• _WHAT TO DO_:
**a.** Answer these questions from the text on hydroponic farming:
(i) What is normally used to provide a foundation for the plant's root system?
(ii) About what percentage of a green plant's dry weight consists of carbon, hydrogen, oxygen and nitrogen?
(iii) What concentration of sea solids do the preferred dilute solutions contain?
**b.** Transcribe the text on hydroponic farming word for word, from "It has now been" to "of sea solids.".

• _EXTRACT_:
The principle of hydroponic farming is based upon the knowledge that essential elements must be supplied to the growing plant in the form of various types of dissolved compounds present in the water supplied to the plant roots. Generally, no soil is used with hydroponic farming so that growing plants are supported for climbing, where applicable, by mechanical means such as wires and frames. Crushed gravel or other inert granular material is normally employed to provide a foundation for the plant’s root system and feeding is accomplished by flooding the roots several times each day.

Heretofore, part of the problem in hydroponics has been the difficulty in determining just what elements were actually essential for growth of a particular plant species. Some 60 elements have now been positively identified in plants with more than one-third identified as essential for complete plant or animal nutrition. Still more elements are on the probable list. About 95 percent of the dry weight of a green plant is composed of the four energy elements of carbon, hydrogen, oxygen and nitrogen. Much of the remaining weight consists of the major ash elements, also called macro nutrients, which include phosphorus, potassium, calcium, magnesium, silicon, sodium, sulfur, boron and chlorine. Less than one percent of the total dry weight is accounted for by trace elements, or micro-nutrients. Although present in very small quantities, these micro-nutrients are just as essential to growth as the elements composing the greater portion of the plant’s dry weight. Accordingly, conventional hydroponic nutrient solutions have usually contained only the macro nutrients although sometimes traces of iron, zinc and copper have been included. Recently the extreme importance of including trace elements in common fertilizers for soil farming has been realized. Though they play a small role quantitatively in the chemical structure of living plant organisms, many trace elements have already been found to be essential to the growth of certain crops.

A hydroponics system set up for Dr. Maynard's experiment.

It has now been discovered that the most effective nourishment can be provided to hydroponically grown plants by supplying all necessary elements in a predetermined ratio in the form of inorganic salts dissolved in water. Surprisingly, this is accomplished by making up a nutrient solution of those elements in substantially the same ratio with each other as the particular elements are found in sea water. Thus, all of the essential nutrients can be supplied in the proper proportions by using a single solution consisting of diluted sea water plus nitrogen. Preferably, these solutions are obtained by dissolving complete sea solids in fresh water to form dilute solutions containing approximately 1,000 to 8,000 parts per million of sea solids.

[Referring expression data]
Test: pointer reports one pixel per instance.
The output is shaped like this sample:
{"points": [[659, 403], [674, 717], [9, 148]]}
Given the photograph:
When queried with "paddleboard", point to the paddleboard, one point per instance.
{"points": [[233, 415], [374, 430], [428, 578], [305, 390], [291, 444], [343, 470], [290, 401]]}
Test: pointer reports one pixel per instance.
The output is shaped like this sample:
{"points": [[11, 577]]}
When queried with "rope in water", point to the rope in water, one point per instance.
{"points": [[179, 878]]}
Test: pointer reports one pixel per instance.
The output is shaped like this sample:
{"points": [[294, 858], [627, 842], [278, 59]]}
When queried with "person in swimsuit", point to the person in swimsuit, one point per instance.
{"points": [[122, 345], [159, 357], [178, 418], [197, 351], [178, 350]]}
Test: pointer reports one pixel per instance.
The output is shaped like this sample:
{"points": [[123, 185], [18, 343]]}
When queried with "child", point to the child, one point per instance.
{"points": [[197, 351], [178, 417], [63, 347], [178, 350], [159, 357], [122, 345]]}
* * *
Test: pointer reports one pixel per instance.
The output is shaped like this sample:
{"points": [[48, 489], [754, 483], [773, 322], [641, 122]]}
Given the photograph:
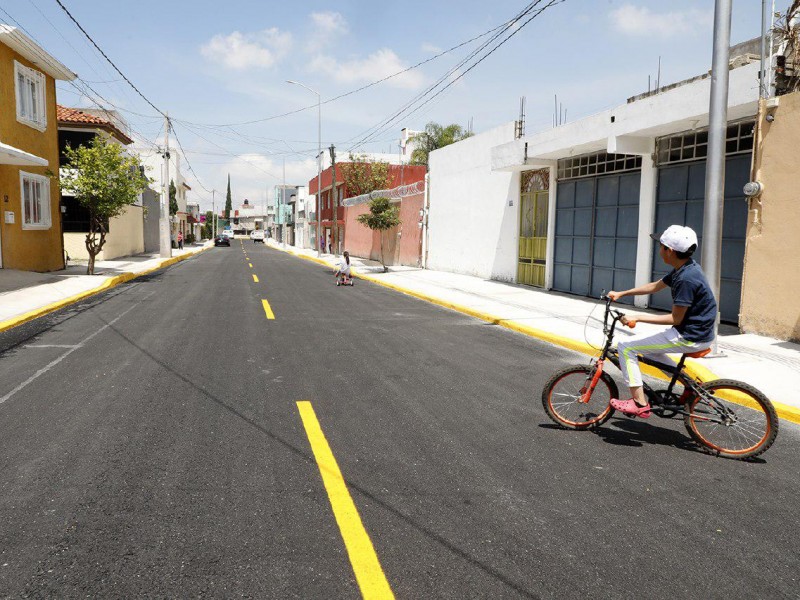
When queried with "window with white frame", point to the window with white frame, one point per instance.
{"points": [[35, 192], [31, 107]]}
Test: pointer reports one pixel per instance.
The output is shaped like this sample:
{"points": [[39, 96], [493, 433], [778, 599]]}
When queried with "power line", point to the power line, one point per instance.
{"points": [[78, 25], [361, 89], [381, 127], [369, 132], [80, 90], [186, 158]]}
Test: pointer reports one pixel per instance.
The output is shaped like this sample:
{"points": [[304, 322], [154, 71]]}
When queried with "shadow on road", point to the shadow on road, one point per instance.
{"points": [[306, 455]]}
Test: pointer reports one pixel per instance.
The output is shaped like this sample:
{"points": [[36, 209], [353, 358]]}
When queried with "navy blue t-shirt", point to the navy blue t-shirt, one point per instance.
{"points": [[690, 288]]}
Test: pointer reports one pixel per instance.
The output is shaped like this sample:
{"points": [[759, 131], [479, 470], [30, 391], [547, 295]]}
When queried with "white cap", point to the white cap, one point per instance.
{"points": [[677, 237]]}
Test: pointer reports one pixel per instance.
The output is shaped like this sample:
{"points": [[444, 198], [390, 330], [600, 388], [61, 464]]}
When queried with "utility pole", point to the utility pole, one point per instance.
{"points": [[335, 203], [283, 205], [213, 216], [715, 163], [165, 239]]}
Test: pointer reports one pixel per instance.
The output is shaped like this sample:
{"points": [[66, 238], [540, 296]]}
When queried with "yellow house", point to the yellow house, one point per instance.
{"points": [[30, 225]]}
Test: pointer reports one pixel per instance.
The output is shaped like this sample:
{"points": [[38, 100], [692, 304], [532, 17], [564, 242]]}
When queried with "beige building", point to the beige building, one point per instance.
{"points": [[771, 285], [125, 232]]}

• _EXERCISE RESULTS_:
**a.**
(i) Crushed gravel or other inert granular material.
(ii) About 95 percent.
(iii) Approximately 1,000 to 8,000 parts per million.

**b.**
It has now been discovered that the most effective nourishment can be provided to hydroponically grown plants by supplying all necessary elements in a predetermined ratio in the form of inorganic salts dissolved in water. Surprisingly, this is accomplished by making up a nutrient solution of those elements in substantially the same ratio with each other as the particular elements are found in sea water. Thus, all of the essential nutrients can be supplied in the proper proportions by using a single solution consisting of diluted sea water plus nitrogen. Preferably, these solutions are obtained by dissolving complete sea solids in fresh water to form dilute solutions containing approximately 1,000 to 8,000 parts per million of sea solids.